PROVIDED TEXT:
· · · · ·
#### Chapter 5 : Design Patterns for Transformers


##### Positional Encoding sample code

In [None]:
import numpy as np
# Function to generate the positional encoding of a sentence
def positional_encoding(L, d_model):
    pos_enc = np.zeros((L, d_model))
    for pos in range(L):
        for i in range(d_model):
            if i % 2 == 0:
                pos_enc[pos, i] = np.sin(pos / 10000**(i/d_model))
            else:
                pos_enc[pos, i] = np.cos(pos / 10000**((i-1)/d_model))
    return pos_enc


In [None]:
# Define a sentence and generate the positional embedding
sentence = "Hello world"
words = sentence.split()
L = len(words)  # length of the sentence
d_model = 16  # embedding size

pos_enc = positional_encoding(L, d_model)
print(pos_enc)


Building positional encoding in the class for Transformers

In [None]:
# Define the configurations as a dictionary
config = {"seq" : 64,
          "encode_vocab_size":2320,
          "decode_vocab_size":3667,
          "inp_seq_dim" :15,
          "HL" : 128
          
            
}

In [None]:
# Class to prepare the input data with embedding and positional encoding

class InputTransformer(tf.keras.layers.Layer):
    def __init__(self, config):
        super(InputTransformer, self).__init__()
        self.embedding_encode = Embedding(config["encode_vocab_size"], config["HL"])
        self.embedding_decode = Embedding(config["decode_vocab_size"], config["HL"])
        self.positional_encoding = self.create_positional_encoding(config["inp_seq_dim"], config["HL"])
        
    def create_positional_encoding(self, max_seq_length, d_model):
        position = tf.expand_dims(tf.range(max_seq_length, dtype=tf.float32), axis=1)
        div_term = tf.exp(tf.range(0, d_model, 2, dtype=tf.float32) * -(tf.math.log(10000.0) / d_model))
        pos_enc = tf.concat([tf.sin(position * div_term), tf.cos(position * div_term)], axis=-1)
        pos_enc = tf.expand_dims(pos_enc, axis=0)
· · · · ·
SUPPLIED INFORMATION:
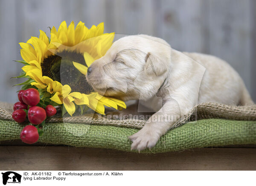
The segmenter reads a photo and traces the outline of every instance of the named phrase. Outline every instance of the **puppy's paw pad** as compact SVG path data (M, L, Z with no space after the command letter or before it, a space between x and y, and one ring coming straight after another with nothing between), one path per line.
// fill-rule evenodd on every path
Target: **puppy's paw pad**
M147 148L154 147L159 139L157 133L148 131L146 128L142 128L137 133L129 136L128 138L133 142L131 150L137 149L139 151Z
· · · · ·
In the positional encoding code, what value is assigned to d_model for the "Hello world" sentence? The listing comes from a different source than the positional encoding code.

16